→ EXCERPTED PASSAGE
On conceiving the object in the idea, we do but comply with the subjective need of reason which demands to think it as were it an actual object and moreover as an object with certain characteristics. Yet, all I am allowed to suppose if I restrain myself within the limits drawn by the critique, is not an object in the full sense of it, but a relation: “I think to myself merely the relation of a being, in itself completely unknown to me, to the greatest possible systematic unity of the universe, solely for the purpose of using it as a schema of the regulative principle of the greatest possible empirical employment of my reason.”[90] Now it is worth noting that on aiming at a never reached and unattainable limit, the idea framed by reason prevents the work of progressive determination from being held as finished and completed. In this way, it precludes whatever stage of scientific progress (as well as of prosyllogistic progress) from usurping the place of the unconditioned.[91] By means of ideas, reason sets limits to sensibility. Karin de Boer expresses this with regard to the idea of soul: “The concept of the soul functions as a boundary stone that keeps sensibility at bay.”[92] Such restriction turns out to be a positive result of critical metaphysics. This positive function of the ideas means more than just providing mere void heuristic hypothesis (as Willaschek means)[93] and more than just defining the “context within which the constitutive principles of the understanding … can first be meaningfully employed.”[94]

18 Real use of reason involves the possibility of conceiving a critical metaphysics

By means of the relative supposition of the object in the idea, we bring into relation the empirical objects – or the empirical laws of nature – with a non-empirical unknowable ground of them.

→ WHAT THIS TASK INVOLVES
Reproduce, word for word, the stretch of the passage on critical metaphysics from "By means of the" through "ground of them.". Work only from the passage on critical metaphysics.

→ RECORDS SUPPLIED
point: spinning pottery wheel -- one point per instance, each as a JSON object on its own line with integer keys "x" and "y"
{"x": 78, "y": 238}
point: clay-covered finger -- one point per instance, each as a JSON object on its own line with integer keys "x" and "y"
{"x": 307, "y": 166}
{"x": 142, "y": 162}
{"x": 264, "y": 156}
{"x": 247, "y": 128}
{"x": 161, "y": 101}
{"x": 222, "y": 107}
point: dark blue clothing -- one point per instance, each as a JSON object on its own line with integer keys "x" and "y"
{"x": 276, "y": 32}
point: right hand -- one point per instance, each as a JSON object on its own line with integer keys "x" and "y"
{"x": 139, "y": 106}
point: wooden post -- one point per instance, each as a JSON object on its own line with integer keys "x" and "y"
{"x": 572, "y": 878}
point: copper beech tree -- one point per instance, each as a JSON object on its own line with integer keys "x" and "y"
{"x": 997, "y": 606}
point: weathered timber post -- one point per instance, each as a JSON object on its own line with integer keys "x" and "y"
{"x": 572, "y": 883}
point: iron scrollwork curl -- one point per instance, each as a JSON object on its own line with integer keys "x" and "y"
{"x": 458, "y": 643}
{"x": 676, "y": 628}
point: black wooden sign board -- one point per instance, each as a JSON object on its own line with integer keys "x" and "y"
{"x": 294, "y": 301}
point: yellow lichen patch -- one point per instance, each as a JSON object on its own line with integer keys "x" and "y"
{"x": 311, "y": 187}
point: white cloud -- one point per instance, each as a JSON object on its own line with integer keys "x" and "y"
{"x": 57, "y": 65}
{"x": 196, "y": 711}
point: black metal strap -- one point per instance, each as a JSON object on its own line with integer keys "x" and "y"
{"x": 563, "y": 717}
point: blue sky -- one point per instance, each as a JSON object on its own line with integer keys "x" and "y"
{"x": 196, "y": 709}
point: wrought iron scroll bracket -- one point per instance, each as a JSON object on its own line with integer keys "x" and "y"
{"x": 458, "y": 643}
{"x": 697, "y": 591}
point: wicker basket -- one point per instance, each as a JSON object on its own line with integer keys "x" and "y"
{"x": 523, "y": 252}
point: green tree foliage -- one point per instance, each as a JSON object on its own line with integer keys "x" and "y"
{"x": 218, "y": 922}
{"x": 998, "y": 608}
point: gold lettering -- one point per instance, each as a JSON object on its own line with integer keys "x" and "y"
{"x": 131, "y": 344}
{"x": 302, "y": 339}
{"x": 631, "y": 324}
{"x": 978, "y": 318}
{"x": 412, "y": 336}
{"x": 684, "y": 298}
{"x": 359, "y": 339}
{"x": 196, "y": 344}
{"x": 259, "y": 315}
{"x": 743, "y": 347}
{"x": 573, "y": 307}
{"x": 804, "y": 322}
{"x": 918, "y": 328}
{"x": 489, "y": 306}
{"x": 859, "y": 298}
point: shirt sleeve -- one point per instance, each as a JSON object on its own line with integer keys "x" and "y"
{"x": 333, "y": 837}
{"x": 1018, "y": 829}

→ THE COMPLETED TASK
By means of the relative supposition of the object in the idea, we bring into relation the empirical objects – or the empirical laws of nature – with a non-empirical unknowable ground of them.